§ **Work to complete**
Take the line that contains "Task: Where can the black bear lying" as the first and the last line of the material as the final one; set down exactly the lines in that span.

§ **Extracted material**
------

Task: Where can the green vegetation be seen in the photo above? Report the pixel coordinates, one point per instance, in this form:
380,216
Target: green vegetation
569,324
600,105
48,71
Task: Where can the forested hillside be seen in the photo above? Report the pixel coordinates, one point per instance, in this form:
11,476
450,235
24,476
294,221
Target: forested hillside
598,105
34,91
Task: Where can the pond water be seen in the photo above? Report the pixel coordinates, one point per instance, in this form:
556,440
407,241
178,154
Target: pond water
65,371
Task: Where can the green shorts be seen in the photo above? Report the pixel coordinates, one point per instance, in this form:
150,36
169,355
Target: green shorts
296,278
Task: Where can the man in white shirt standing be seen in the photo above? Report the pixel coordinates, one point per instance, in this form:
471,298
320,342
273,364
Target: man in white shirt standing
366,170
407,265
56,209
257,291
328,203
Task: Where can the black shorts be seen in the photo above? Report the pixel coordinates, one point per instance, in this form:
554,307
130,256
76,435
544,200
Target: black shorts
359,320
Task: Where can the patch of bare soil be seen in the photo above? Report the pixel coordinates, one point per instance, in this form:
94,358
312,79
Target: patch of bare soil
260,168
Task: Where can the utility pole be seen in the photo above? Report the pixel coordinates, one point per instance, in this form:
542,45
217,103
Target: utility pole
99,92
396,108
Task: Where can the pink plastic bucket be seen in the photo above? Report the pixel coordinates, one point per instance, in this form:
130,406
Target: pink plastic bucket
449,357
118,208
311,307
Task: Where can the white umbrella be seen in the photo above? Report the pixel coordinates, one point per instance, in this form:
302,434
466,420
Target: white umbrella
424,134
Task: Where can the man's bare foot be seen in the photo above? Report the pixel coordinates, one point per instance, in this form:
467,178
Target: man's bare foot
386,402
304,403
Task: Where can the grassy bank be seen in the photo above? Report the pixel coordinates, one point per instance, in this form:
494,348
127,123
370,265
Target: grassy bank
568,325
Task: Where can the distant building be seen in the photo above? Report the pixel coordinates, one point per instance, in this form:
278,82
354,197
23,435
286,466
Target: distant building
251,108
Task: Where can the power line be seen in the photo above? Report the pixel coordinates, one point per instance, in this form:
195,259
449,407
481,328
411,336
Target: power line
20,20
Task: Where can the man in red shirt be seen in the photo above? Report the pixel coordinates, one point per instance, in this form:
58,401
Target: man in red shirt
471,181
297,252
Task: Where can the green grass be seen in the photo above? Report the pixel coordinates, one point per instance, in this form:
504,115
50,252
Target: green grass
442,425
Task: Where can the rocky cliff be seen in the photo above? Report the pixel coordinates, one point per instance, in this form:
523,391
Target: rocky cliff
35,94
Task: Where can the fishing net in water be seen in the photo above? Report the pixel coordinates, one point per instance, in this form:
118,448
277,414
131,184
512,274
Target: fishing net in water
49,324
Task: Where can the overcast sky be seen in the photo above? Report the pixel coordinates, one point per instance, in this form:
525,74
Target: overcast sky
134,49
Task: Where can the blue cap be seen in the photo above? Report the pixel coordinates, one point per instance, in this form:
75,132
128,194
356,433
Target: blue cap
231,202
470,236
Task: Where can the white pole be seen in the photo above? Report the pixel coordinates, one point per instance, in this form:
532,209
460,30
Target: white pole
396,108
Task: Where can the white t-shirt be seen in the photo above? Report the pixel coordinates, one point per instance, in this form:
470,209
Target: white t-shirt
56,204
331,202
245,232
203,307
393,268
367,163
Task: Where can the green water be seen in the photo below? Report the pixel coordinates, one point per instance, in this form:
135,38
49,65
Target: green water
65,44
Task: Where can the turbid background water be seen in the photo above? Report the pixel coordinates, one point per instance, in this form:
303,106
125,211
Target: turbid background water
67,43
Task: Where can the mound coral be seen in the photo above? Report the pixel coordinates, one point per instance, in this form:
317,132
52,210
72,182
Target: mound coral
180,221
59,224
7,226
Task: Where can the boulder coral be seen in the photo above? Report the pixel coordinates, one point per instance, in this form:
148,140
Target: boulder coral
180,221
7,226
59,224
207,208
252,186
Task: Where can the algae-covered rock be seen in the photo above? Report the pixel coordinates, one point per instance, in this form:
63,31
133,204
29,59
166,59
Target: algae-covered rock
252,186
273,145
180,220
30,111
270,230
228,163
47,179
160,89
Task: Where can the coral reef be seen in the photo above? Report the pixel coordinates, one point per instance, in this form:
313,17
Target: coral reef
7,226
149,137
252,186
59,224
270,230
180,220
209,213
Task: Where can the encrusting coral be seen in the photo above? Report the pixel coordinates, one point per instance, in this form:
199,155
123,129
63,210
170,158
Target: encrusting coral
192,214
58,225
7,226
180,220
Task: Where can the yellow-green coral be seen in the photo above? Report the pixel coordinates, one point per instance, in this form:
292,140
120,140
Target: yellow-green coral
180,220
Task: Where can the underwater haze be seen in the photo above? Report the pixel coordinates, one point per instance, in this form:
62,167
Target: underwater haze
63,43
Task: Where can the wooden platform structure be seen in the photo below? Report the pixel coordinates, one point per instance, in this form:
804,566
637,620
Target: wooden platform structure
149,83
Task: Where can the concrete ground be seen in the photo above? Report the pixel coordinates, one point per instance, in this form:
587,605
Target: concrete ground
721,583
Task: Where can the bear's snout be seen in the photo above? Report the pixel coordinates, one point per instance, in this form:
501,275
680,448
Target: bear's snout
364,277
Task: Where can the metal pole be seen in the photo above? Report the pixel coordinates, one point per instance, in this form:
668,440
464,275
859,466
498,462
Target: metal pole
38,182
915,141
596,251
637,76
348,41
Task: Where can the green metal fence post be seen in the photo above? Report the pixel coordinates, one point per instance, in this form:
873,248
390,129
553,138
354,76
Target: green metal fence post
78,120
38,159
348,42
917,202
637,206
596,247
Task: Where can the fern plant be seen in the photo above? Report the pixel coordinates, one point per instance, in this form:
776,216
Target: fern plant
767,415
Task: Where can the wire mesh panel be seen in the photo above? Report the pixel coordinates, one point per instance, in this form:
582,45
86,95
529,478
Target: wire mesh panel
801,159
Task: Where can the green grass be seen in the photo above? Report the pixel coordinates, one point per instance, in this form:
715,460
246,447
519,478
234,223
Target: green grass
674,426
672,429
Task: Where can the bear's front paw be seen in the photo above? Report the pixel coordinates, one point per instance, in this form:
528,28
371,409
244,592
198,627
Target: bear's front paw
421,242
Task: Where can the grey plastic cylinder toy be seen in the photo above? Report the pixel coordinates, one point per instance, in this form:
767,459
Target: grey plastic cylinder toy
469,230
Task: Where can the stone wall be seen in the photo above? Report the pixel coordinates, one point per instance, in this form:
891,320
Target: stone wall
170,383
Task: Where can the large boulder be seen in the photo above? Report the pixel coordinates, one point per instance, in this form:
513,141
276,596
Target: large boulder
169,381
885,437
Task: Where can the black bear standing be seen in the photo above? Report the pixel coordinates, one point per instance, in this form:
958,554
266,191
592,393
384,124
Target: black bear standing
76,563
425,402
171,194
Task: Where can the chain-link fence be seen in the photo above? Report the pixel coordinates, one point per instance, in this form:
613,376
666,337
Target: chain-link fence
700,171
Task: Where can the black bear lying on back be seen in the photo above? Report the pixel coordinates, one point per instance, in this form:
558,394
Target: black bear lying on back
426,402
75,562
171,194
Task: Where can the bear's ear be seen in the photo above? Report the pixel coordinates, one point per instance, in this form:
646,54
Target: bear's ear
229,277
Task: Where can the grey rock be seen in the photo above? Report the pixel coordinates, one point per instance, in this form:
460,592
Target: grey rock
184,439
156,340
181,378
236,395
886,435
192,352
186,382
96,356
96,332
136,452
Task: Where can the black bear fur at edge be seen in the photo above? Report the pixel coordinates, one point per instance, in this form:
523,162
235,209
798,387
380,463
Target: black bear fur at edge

------

§ **Written response**
Task: Where can the black bear lying on back be seen in the photo above? Report the pixel coordinates, one point per instance, in this form:
558,394
Target: black bear lying on back
426,402
75,562
171,194
Task: Where can the bear's ear be seen in the photo above? Report the pixel coordinates, one point per instance, in this form:
646,54
Target: bear's ear
229,277
Task: Where can the grey rock be seen in the photo above? Report the pixel coordinates, one point per instance, in this form:
460,592
Target: grey rock
184,439
156,340
181,378
236,395
886,435
192,352
186,382
96,356
96,332
136,452
Task: Where can the black bear fur at edge be seen in the photo above? Report the pixel coordinates, one point per instance, in this form:
523,162
235,209
798,387
380,463
Target: black bear fur at edge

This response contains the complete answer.